Task objective — Take the material and output all of it exactly.

※ ※ ※

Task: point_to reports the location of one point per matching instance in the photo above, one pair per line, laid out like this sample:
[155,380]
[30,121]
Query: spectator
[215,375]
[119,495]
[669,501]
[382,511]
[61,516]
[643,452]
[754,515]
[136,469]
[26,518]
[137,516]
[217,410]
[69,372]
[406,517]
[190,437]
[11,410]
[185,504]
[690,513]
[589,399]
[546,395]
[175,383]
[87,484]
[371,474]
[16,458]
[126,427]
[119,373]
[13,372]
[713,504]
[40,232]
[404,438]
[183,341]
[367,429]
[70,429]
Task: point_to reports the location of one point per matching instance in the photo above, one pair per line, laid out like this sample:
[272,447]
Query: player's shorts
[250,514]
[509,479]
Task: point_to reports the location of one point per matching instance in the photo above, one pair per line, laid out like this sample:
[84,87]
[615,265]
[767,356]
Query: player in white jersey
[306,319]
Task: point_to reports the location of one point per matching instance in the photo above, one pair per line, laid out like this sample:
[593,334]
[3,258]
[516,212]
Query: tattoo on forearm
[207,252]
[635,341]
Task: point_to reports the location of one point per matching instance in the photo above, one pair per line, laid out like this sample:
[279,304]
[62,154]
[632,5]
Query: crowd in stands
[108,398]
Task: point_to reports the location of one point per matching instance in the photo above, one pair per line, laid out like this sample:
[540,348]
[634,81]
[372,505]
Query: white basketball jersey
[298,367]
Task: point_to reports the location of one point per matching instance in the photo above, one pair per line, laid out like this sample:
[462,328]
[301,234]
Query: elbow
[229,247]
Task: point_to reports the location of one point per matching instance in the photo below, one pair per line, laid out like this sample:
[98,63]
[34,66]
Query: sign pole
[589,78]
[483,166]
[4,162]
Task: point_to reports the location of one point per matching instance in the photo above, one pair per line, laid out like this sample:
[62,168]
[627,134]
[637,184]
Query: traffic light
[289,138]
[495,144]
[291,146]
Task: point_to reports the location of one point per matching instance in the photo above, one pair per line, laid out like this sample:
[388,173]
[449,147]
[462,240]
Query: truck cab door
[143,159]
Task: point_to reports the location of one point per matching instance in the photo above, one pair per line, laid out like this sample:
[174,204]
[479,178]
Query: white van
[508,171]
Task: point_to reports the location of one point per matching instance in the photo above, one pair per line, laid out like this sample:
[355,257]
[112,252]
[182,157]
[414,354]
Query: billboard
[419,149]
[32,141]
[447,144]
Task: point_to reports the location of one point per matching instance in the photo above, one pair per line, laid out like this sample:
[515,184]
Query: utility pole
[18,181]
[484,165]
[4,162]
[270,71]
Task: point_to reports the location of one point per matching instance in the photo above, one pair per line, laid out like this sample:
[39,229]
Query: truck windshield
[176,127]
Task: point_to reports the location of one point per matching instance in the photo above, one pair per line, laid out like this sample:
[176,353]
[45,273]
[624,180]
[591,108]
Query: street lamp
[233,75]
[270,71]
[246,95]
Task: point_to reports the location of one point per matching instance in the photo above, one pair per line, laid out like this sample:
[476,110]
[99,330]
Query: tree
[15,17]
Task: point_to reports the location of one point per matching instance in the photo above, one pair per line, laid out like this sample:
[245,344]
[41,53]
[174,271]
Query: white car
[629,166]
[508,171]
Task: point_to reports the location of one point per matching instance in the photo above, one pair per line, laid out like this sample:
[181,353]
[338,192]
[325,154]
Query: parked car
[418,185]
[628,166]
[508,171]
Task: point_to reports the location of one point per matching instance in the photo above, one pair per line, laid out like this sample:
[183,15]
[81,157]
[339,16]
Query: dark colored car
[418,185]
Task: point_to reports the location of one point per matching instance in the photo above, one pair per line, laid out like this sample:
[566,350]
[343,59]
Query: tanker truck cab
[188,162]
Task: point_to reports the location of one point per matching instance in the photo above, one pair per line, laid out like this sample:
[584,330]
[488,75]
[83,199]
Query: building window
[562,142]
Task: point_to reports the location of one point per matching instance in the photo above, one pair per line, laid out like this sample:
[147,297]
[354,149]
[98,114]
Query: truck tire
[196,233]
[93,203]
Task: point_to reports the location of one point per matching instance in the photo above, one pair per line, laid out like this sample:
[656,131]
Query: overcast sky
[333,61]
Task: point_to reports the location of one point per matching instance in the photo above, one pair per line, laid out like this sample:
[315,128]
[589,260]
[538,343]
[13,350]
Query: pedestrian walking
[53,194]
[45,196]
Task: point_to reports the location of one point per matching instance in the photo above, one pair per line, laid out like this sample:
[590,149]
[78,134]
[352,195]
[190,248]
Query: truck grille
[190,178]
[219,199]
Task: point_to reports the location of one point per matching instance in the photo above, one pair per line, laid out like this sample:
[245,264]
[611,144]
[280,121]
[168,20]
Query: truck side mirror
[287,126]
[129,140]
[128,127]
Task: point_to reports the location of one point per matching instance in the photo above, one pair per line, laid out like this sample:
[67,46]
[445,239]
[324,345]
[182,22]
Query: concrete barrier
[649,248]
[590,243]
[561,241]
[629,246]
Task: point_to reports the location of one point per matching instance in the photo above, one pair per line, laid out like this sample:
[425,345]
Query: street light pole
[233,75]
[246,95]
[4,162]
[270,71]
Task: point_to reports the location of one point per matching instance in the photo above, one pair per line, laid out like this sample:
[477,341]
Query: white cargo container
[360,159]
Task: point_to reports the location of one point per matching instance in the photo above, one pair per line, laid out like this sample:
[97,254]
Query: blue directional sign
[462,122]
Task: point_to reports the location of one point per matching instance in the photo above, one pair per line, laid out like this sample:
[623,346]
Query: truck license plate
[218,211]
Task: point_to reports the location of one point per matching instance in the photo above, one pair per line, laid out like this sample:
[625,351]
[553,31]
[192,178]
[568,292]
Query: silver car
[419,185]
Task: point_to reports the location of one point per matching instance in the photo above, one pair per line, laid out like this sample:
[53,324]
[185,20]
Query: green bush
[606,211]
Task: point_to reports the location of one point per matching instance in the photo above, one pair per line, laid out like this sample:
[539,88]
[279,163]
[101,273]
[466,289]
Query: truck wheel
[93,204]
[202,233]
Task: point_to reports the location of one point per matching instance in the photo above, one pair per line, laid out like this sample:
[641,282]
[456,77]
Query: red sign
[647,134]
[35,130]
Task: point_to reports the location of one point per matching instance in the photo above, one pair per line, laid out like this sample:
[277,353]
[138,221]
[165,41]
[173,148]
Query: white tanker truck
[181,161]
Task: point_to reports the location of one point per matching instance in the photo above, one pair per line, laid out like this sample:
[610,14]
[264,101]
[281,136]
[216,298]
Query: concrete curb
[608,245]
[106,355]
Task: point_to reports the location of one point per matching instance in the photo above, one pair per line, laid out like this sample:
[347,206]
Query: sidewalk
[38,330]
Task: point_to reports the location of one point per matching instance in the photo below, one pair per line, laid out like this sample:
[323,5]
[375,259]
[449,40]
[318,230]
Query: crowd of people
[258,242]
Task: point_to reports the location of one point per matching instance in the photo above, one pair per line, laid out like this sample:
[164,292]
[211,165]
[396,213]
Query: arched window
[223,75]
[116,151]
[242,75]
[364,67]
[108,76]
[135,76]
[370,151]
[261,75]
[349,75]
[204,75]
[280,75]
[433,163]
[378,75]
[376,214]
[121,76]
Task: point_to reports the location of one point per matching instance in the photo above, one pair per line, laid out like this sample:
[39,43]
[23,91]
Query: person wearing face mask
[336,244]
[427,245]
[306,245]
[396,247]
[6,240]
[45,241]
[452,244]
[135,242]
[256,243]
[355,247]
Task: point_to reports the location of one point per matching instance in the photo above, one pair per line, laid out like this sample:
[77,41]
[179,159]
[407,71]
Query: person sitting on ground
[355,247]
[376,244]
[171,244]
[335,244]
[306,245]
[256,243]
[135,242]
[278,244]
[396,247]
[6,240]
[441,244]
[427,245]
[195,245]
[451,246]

※ ※ ※

Exercise output —
Task: point_to reports the location of one point per matching instance in the photo above, one pair per line, laid out like this sample:
[155,380]
[30,121]
Query: spectator
[215,375]
[119,495]
[669,501]
[382,511]
[61,516]
[643,452]
[754,515]
[136,469]
[26,518]
[137,516]
[217,410]
[69,372]
[406,517]
[190,437]
[11,410]
[185,504]
[690,513]
[589,399]
[546,395]
[175,383]
[87,484]
[371,474]
[16,458]
[126,427]
[119,373]
[13,372]
[713,504]
[40,232]
[404,438]
[183,341]
[367,429]
[70,429]
Task: point_to reports the location of one point per matching instance in the photo above, one pair per line, laid out like this sample:
[272,447]
Query: player's shorts
[250,514]
[509,479]
Task: point_to reports the location of one point per matching instance in the photo above, one pair per line, laid out like this sample:
[84,87]
[615,265]
[767,356]
Query: player in white jersey
[306,319]
Task: point_to reports the location of one point per matching instance in the photo above, one pair per line, laid out like this sample:
[593,334]
[3,258]
[516,212]
Query: tattoo on forearm
[207,252]
[635,341]
Task: point_to reports the location of one point per matching instance in the photo above, one pair per line, laid out like this sample:
[279,304]
[62,154]
[632,5]
Query: crowd in stands
[108,398]
Task: point_to reports the location of one point per matching instance in the photo above, one pair per line, laid out like this sample:
[540,348]
[634,81]
[372,505]
Query: white basketball jersey
[298,367]
Task: point_to reports the location of one point per matching instance in the photo above, one pair per line, laid out like this sample:
[462,328]
[301,234]
Query: elbow
[229,247]
Task: point_to reports the location of one point per matching instance in the photo below, one pair per line, laid out like this sample:
[98,63]
[34,66]
Query: sign pole
[589,78]
[483,166]
[4,162]
Task: point_to reports the location of one point per matching instance in the photo above, one pair per line, laid out like this sample:
[62,168]
[627,134]
[637,184]
Query: traffic light
[289,138]
[495,144]
[291,146]
Task: point_to reports the location of one point per matching instance in the photo above, one pair per line, laid out like this sample:
[388,173]
[449,147]
[462,240]
Query: truck cab door
[143,159]
Task: point_to reports the location of one point per matching instance in the photo above, one pair per line, laid out like this sample:
[174,204]
[479,178]
Query: white van
[508,171]
Task: point_to reports the location of one point per matching instance in the photo above, one pair per line, laid out like this sample:
[355,257]
[112,252]
[182,157]
[414,354]
Query: billboard
[419,149]
[32,141]
[447,144]
Task: point_to reports the location of one point per matching instance in the photo above, one pair per line, laid out like this sample:
[515,184]
Query: utility pole
[18,181]
[484,165]
[4,162]
[270,71]
Task: point_to reports the location of one point per matching instance in the photo above, one pair per line, laid out like this sample:
[39,229]
Query: truck windshield
[176,127]
Task: point_to reports the location of one point per matching instance in the photo above, one pair per line, laid out like this sample:
[176,353]
[45,273]
[624,180]
[591,108]
Query: street lamp
[233,75]
[270,71]
[246,95]
Task: point_to reports the location of one point per matching instance in the photo above, one pair per line, laid out like this sample:
[476,110]
[99,330]
Query: tree
[15,17]
Task: point_to reports the location of one point per matching instance in the photo above, one pair per line, laid out like this sample:
[245,344]
[41,53]
[174,271]
Query: white car
[629,166]
[508,171]
Task: point_to reports the location of one point per matching instance in the photo above, one pair per line, laid out like this sample:
[181,353]
[338,192]
[325,154]
Query: parked car
[418,185]
[628,166]
[508,171]
Task: point_to reports the location of one point per matching instance in the photo above, one pair per line, laid out like this sample:
[183,15]
[81,157]
[339,16]
Query: dark colored car
[418,185]
Task: point_to reports the location of one point per matching instance in the photo above, one pair per line, laid out like this sample:
[566,350]
[343,59]
Query: tanker truck cab
[188,162]
Task: point_to reports the location of one point per matching instance in the photo above, one pair per line, laid out like this sample:
[584,330]
[488,75]
[83,199]
Query: building window
[562,142]
Task: point_to reports the location of one point per matching instance in the photo above, one pair per line, laid out like this sample:
[147,297]
[354,149]
[98,114]
Query: truck tire
[196,233]
[93,203]
Task: point_to reports the location of one point per matching instance in the photo above, one pair per line, laid out like this sample:
[656,131]
Query: overcast sky
[333,61]
Task: point_to reports the location of one point per matching instance in the photo above, one pair per line, laid out like this sample:
[315,128]
[589,260]
[538,343]
[13,350]
Query: pedestrian walking
[53,194]
[45,196]
Task: point_to reports the location of one point per matching instance in the photo above, one pair per line, laid out like this sample:
[590,149]
[78,134]
[352,195]
[190,248]
Query: truck grille
[190,178]
[219,199]
Task: point_to reports the location of one point per matching instance in the photo above, one pair per line, laid out like this sample:
[245,264]
[611,144]
[280,121]
[168,20]
Query: truck side mirror
[287,126]
[129,140]
[128,127]
Task: point_to reports the location of one point per matching instance in the photo above, one pair per line, laid out like this sample:
[67,46]
[445,239]
[324,345]
[182,22]
Query: concrete barrier
[649,248]
[590,243]
[561,241]
[629,246]
Task: point_to reports the location of one point per matching instance in the photo above, one pair per line, laid out like this sample:
[425,345]
Query: street light pole
[233,75]
[246,95]
[4,162]
[270,71]
Task: point_to reports the location of one point per matching instance in the photo above, one pair per line, laid out like this sample:
[477,341]
Query: white cargo container
[360,159]
Task: point_to reports the location of one point per matching instance in the photo above, one pair per line, laid out like this sample:
[97,254]
Query: blue directional sign
[462,122]
Task: point_to reports the location of one point per matching instance in the photo above, one pair per line, laid out like this sample:
[623,346]
Query: truck license plate
[218,211]
Task: point_to reports the location of one point per matching instance in the photo above, one pair per line, laid out like this sample:
[625,351]
[553,31]
[192,178]
[568,292]
Query: silver car
[419,185]
Task: point_to reports the location of one point per matching instance in the photo above, one pair per line, laid out like this sample:
[53,324]
[185,20]
Query: green bush
[606,211]
Task: point_to reports the location of one point per matching instance in the photo above, one pair per line, laid out like this sample:
[539,88]
[279,163]
[101,273]
[466,289]
Query: truck wheel
[93,204]
[202,233]
Task: point_to reports the location of one point per matching instance in the photo above, one pair per line, laid out like this sample:
[641,282]
[456,77]
Query: red sign
[647,134]
[35,130]
Task: point_to reports the location of one point per matching instance in the photo above, one pair per line, laid out like this sample:
[277,353]
[138,221]
[165,41]
[173,148]
Query: white tanker truck
[181,161]
Task: point_to reports the location of one point per matching instance in the photo above, one pair per line, laid out like this sample:
[610,14]
[264,101]
[281,136]
[216,298]
Query: concrete curb
[608,245]
[106,355]
Task: point_to reports the location of one point per matching instance in the photo above, one pair per line, laid out like this sample:
[347,206]
Query: sidewalk
[38,330]
Task: point_to reports the location of one point per matching instance in the photo below, one pair per line, laid out like this sample:
[323,5]
[375,259]
[449,40]
[318,230]
Query: crowd of people
[258,242]
Task: point_to reports the location of one point per matching instance in the photo above, one pair per line, laid out like this sample:
[164,292]
[211,165]
[396,213]
Query: arched window
[223,75]
[116,151]
[242,75]
[364,67]
[108,76]
[135,76]
[370,151]
[261,75]
[349,75]
[204,75]
[280,75]
[433,163]
[378,75]
[376,214]
[121,76]
Task: point_to reports the location of one point per matching instance in the photo above, one pair per line, laid out like this sample:
[39,43]
[23,91]
Query: person wearing face mask
[336,244]
[427,245]
[306,245]
[396,247]
[6,240]
[45,241]
[452,244]
[135,242]
[256,243]
[355,247]
Task: point_to reports the location of one point per matching instance in the photo above, one pair per line, laid out like this sample:
[77,41]
[179,159]
[407,71]
Query: person sitting on ground
[355,247]
[376,244]
[171,244]
[335,244]
[306,245]
[256,243]
[135,242]
[278,244]
[396,247]
[6,240]
[441,244]
[427,245]
[195,245]
[451,246]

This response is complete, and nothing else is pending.